• **Document segment**
|---|

With respect to determining whether an accommodation benefit is provided to an employee of the MNC who is travelling for business, or whether that employee is required to live away from home, the principles encapsulated in Miscellaneous Taxation Ruling MT 2030 Fringe benefits tax: living-away-from-home allowance benefits (MT 2030) serve as guidance. In particular, paragraphs 37 to 43 of MT 2030 outline various factors that may be considered in distinguishing between 'travelling for business' and 'living away from home'. Based on the facts provided and in line with the principles embodied in MT 2030, the Commissioner considers the MNC's employees (those that are the subject of this private ruling) to be travelling in the course of performing their duties of employment. The Commissioner's view in this regard is on the basis of the following:

    1. The MNC's internationally-based employees that work on a project in Australia on a work visa for a period of up to three months do not change their employment location. The employment location for the employees remains in their home country. The itinerant nature of the employees' work requires that these employees travel in order to carry out the requirements of their job/the particular project.

    2. During the periods that the MNC's internationally-based employees work in Australia on a short-term basis, the employees typically retain their usual place of residence in their home country, and their spouse/family (if any) does not accompany them to Australia. The nature of the accommodation whilst in Australia is characteristically short-term (i.e. hotels), and is as close as practically possible to the employee's work place in Australia.

    3. The Commissioner accepts that the period that the MNC's internationally-based employees are in Australia can be considered a short period of time. The following factors are considered relevant in establishing this conclusion:

        • the nature of the MNC's business in providing global consulting, outsourcing and other services

        • the nature of the duties performed by employees regularly involves performing those duties at another locality

        • travelling is a regular incident of their occupation, and

        • their business travels (in terms of the employees that are the subject of this private ruling) typically do not exceed three months.

|---|

• **Task instructions**
[1] Name the factors that the fringe benefits tax ruling lists as relevant to treating the employees' time in Australia as a short period.
[2] Please pick up the fringe benefits tax ruling after its final bullet point and carry it forward.

|---|

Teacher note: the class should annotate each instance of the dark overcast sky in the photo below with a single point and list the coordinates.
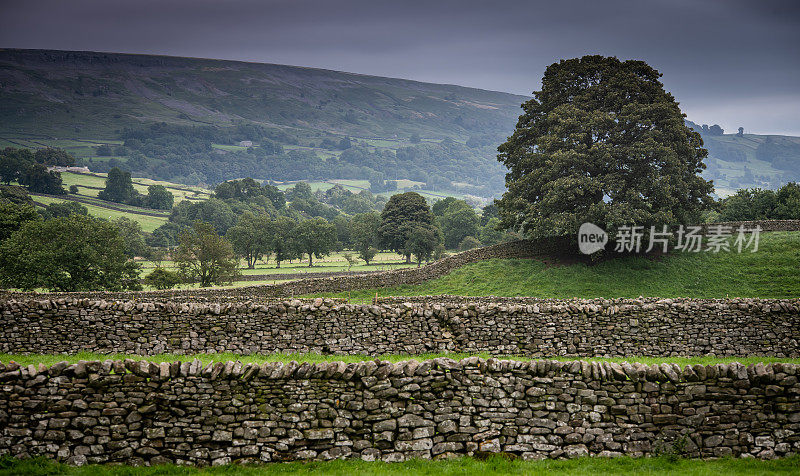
(733, 62)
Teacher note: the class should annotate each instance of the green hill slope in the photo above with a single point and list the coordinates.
(771, 272)
(295, 117)
(183, 119)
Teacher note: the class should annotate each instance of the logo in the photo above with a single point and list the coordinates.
(591, 238)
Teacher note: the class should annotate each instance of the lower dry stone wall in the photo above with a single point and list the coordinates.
(146, 413)
(539, 328)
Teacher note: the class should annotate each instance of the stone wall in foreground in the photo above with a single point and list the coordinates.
(600, 327)
(146, 413)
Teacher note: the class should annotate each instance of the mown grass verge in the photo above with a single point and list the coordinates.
(771, 272)
(50, 359)
(462, 466)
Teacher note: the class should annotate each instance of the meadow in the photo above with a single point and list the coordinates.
(771, 272)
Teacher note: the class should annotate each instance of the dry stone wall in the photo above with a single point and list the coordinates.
(340, 283)
(146, 413)
(271, 292)
(532, 327)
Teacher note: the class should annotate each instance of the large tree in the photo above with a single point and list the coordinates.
(205, 257)
(458, 221)
(252, 237)
(159, 197)
(74, 253)
(14, 215)
(602, 142)
(402, 213)
(119, 187)
(422, 243)
(283, 243)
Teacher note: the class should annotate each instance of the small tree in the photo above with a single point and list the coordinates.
(367, 254)
(13, 216)
(74, 253)
(119, 187)
(458, 222)
(402, 213)
(251, 237)
(351, 260)
(315, 237)
(422, 243)
(159, 197)
(132, 235)
(283, 243)
(468, 243)
(205, 257)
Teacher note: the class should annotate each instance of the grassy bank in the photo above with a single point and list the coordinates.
(49, 359)
(461, 466)
(771, 272)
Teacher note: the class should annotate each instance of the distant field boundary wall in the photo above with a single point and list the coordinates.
(143, 413)
(525, 327)
(370, 280)
(268, 292)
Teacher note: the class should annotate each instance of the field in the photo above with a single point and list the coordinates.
(92, 184)
(89, 185)
(771, 272)
(148, 223)
(664, 465)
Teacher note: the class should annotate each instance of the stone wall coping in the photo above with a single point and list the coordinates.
(530, 305)
(377, 369)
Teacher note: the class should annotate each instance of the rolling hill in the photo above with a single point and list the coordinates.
(201, 121)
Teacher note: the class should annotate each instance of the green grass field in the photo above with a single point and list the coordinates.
(148, 223)
(497, 465)
(335, 262)
(98, 181)
(771, 272)
(50, 359)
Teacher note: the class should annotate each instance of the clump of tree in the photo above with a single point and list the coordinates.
(205, 257)
(72, 253)
(248, 188)
(252, 237)
(758, 204)
(406, 215)
(365, 232)
(13, 215)
(119, 189)
(314, 237)
(457, 221)
(602, 142)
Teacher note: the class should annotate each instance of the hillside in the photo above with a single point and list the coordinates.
(750, 160)
(184, 120)
(296, 117)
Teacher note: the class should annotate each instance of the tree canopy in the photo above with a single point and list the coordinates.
(402, 213)
(205, 257)
(74, 253)
(315, 237)
(602, 142)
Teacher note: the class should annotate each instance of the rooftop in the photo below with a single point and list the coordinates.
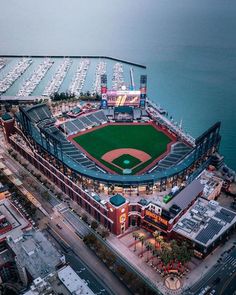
(187, 195)
(205, 221)
(36, 254)
(14, 217)
(6, 117)
(117, 200)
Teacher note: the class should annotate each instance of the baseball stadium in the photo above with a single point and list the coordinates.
(118, 160)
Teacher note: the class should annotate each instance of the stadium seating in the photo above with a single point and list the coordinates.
(84, 122)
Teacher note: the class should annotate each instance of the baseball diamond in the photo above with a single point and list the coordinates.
(118, 147)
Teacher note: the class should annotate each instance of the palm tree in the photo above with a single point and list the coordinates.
(155, 235)
(141, 239)
(136, 237)
(149, 247)
(158, 238)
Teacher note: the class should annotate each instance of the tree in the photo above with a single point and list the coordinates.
(141, 239)
(94, 225)
(45, 195)
(104, 234)
(121, 270)
(85, 218)
(111, 259)
(149, 247)
(136, 236)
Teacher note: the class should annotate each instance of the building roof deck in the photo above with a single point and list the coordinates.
(36, 254)
(205, 221)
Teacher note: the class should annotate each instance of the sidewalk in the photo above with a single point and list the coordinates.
(206, 264)
(137, 262)
(198, 271)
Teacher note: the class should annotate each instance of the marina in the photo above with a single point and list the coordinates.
(100, 70)
(46, 76)
(57, 80)
(14, 74)
(3, 62)
(77, 84)
(31, 83)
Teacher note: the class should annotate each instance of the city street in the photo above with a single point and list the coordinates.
(101, 280)
(221, 277)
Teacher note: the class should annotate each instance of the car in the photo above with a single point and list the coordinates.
(58, 225)
(217, 280)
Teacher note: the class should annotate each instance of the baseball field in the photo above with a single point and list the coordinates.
(124, 148)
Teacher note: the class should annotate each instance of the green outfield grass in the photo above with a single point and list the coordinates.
(126, 161)
(141, 137)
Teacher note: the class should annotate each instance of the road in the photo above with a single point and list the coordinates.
(221, 277)
(86, 257)
(99, 277)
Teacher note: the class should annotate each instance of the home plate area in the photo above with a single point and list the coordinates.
(126, 159)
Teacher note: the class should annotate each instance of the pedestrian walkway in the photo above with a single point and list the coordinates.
(200, 271)
(137, 262)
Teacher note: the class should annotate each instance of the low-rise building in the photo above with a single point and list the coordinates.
(205, 225)
(212, 184)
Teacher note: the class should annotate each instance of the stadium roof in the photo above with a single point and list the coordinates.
(104, 177)
(188, 194)
(117, 200)
(124, 109)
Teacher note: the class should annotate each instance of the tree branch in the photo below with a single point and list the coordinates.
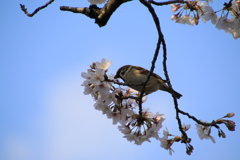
(157, 23)
(101, 15)
(168, 2)
(24, 9)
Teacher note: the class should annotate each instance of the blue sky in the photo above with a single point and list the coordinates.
(44, 114)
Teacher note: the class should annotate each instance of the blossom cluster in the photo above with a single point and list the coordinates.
(198, 9)
(204, 132)
(119, 104)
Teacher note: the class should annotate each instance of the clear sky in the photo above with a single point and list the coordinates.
(44, 114)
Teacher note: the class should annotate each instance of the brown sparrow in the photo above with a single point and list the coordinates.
(137, 75)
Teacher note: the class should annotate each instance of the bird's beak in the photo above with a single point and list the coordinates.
(116, 76)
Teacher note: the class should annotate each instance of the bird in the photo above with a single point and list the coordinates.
(134, 76)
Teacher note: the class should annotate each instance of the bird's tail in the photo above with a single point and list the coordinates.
(176, 94)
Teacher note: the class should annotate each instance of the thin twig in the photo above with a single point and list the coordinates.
(168, 2)
(157, 23)
(24, 9)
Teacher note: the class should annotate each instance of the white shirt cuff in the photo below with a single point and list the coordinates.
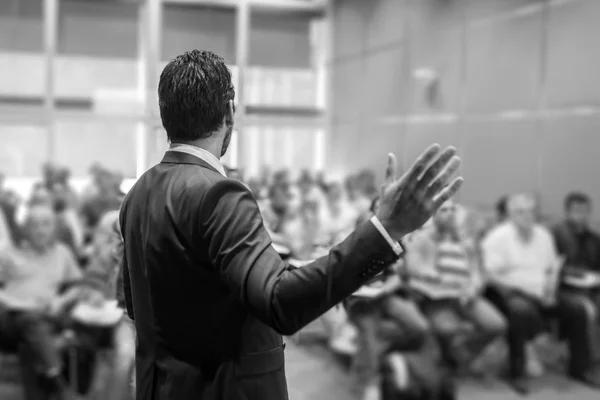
(395, 245)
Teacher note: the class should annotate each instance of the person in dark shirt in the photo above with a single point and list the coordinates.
(574, 238)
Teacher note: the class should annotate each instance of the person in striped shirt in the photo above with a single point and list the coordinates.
(443, 271)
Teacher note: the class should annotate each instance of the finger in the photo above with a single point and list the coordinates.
(437, 166)
(443, 179)
(390, 171)
(417, 169)
(447, 193)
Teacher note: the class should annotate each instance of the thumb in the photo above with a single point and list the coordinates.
(391, 169)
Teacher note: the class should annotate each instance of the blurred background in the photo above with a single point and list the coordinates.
(322, 85)
(324, 90)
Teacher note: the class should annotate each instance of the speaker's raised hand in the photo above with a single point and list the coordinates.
(407, 203)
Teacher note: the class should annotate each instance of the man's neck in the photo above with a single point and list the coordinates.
(39, 250)
(211, 144)
(524, 235)
(577, 228)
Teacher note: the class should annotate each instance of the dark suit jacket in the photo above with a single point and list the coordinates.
(210, 296)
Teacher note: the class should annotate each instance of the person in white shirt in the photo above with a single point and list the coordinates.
(523, 267)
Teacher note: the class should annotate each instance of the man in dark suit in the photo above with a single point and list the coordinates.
(209, 295)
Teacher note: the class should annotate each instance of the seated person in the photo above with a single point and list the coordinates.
(32, 276)
(443, 270)
(386, 323)
(523, 266)
(275, 210)
(103, 285)
(574, 238)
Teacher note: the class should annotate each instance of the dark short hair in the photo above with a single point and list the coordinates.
(576, 198)
(502, 206)
(193, 95)
(374, 204)
(280, 187)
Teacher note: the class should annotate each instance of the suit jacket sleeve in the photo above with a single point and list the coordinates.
(123, 281)
(284, 298)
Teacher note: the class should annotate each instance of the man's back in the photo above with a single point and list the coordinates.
(189, 323)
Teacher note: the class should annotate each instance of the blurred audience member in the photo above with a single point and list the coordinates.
(107, 196)
(275, 210)
(103, 277)
(32, 277)
(342, 217)
(574, 237)
(444, 270)
(386, 323)
(523, 266)
(69, 229)
(234, 173)
(501, 211)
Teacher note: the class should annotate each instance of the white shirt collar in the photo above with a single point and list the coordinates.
(202, 154)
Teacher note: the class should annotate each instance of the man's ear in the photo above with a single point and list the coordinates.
(230, 114)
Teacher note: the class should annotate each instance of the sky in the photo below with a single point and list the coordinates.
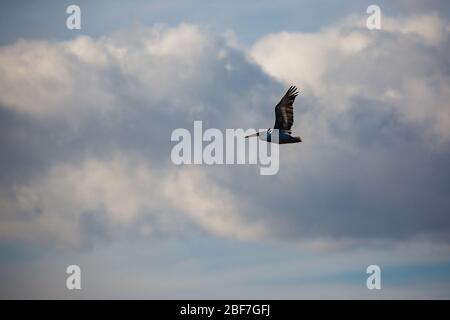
(86, 176)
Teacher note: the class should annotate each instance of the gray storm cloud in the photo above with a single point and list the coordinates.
(86, 129)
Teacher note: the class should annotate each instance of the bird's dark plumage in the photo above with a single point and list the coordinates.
(284, 110)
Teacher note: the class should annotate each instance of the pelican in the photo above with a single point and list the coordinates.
(284, 118)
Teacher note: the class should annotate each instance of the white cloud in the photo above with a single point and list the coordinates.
(126, 194)
(399, 67)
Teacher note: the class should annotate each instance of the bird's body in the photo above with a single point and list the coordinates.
(284, 118)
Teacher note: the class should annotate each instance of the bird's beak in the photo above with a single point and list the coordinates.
(253, 135)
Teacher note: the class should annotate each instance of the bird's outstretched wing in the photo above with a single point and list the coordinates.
(284, 110)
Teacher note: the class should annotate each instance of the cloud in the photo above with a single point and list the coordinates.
(87, 148)
(401, 67)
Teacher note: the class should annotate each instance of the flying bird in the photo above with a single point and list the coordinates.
(284, 118)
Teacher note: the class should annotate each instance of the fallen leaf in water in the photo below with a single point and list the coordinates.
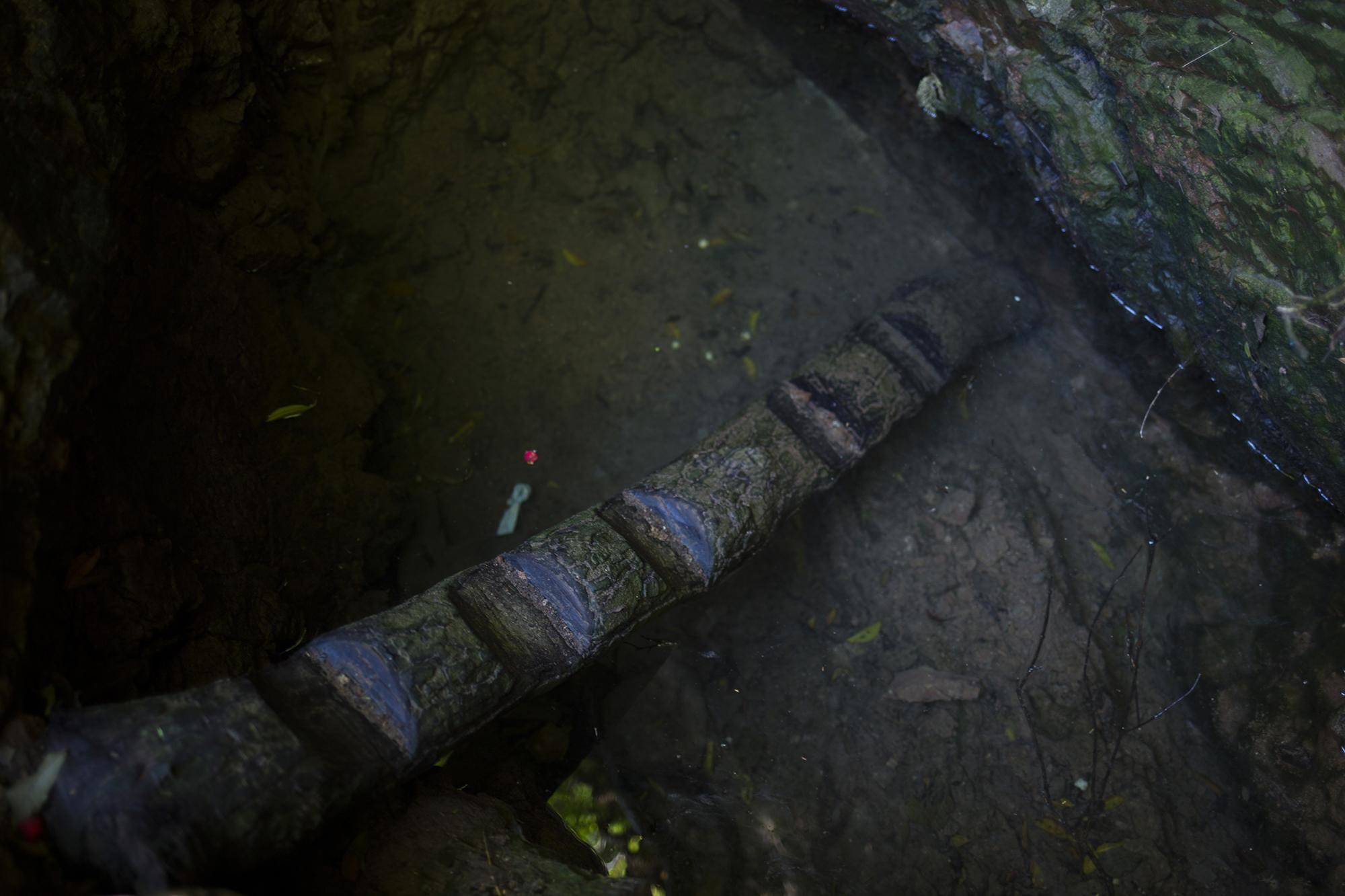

|---|

• **Task results**
[1]
- The nature of the MNC's business in providing global consulting, outsourcing and other services
- The nature of the duties performed by employees regularly involves performing those duties at another locality
- Travelling is a regular incident of their occupation
- Their business travels (in terms of the employees that are the subject of this private ruling) typically do not exceed three months

[2]
Conclusion in respect of subsection 47(5) of the FBTAA

An exemption under subsection 47(5) of the FBTAA would not apply as, based on the facts, the MNC's internationally-based employees working in Australia for a short term:

    • do not maintain a home in Australia or work on a FIFO/DIDO basis, and

    • are provided with accommodation while undertaking employment duties.

Section 47A of the FBTAA

Section 47A of the FBTAA provides the following:

    47A(1)  [Exempt benefit]  

    A residual fringe benefit that is covered by a no-private-use declaration is an exempt benefit.

    47A(2)  [No-private-use declaration]  

    An employer may make a no-private-use declaration that covers all the employer's residual fringe benefits for an FBT year that are covered by a consistently enforced policy in relation to the use of the property that is the subject of the benefit that would result in the taxable value of the benefit being nil.

    47A(3)  [Form of declaration]  

    The declaration must be in a form approved in writing by the Commissioner and be made by the declaration date.

A consequence of making a 'no-private-use' declaration is that the employer is not required to obtain specific declarations from employees for any fringe benefit covered by the declaration.

The declaration must be in a form approved by the Commissioner and be given by the declaration date, which is defined in section 136(1) of the FBTAA as the date the employer lodges the FBT return for the relevant FBT year or such later date as allowed by the Commissioner.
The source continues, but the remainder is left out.